Work task: Check each line of the material below, and copy it if it holds the string "clicks".

Start of Supplied data

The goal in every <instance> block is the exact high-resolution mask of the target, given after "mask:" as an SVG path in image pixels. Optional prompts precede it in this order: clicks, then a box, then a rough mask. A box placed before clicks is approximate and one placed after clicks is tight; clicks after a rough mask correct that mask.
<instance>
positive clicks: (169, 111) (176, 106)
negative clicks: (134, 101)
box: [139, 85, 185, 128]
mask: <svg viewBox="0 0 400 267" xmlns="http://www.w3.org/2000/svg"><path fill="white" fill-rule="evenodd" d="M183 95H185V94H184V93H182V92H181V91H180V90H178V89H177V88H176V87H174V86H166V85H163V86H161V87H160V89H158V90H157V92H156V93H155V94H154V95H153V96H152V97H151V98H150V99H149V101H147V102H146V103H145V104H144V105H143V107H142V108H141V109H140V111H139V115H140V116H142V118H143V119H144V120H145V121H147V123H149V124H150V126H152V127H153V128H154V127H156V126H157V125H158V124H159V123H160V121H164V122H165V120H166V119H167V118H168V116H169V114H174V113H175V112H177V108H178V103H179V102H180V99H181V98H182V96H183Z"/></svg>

End of Supplied data

Result:
The goal in every <instance> block is the exact high-resolution mask of the target, given after "mask:" as an SVG path in image pixels. Optional prompts precede it in this order: clicks, then a box, then a rough mask. A box placed before clicks is approximate and one placed after clicks is tight; clicks after a rough mask correct that mask.
positive clicks: (169, 111) (176, 106)
negative clicks: (134, 101)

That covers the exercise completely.